(Dataset entries)
►

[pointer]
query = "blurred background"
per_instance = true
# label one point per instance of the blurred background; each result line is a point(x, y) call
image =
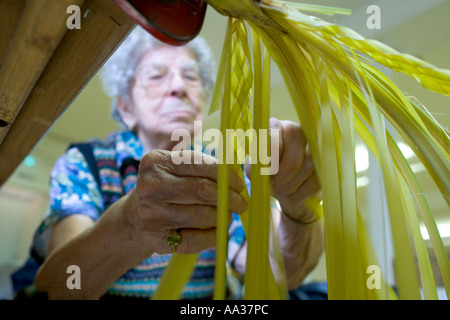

◄

Please output the lines of the records above as a Markdown table with the columns "No." and "Line", numbering each row and skipping any blank lines. Leave the pictures out of the answer.

| No. | Line |
|---|---|
| 1 | [pointer] |
| 2 | query = "blurred background" |
| 3 | per_instance = true |
| 4 | # label one point per instance of the blurred background; each result line is a point(x, y) call |
| 5 | image = |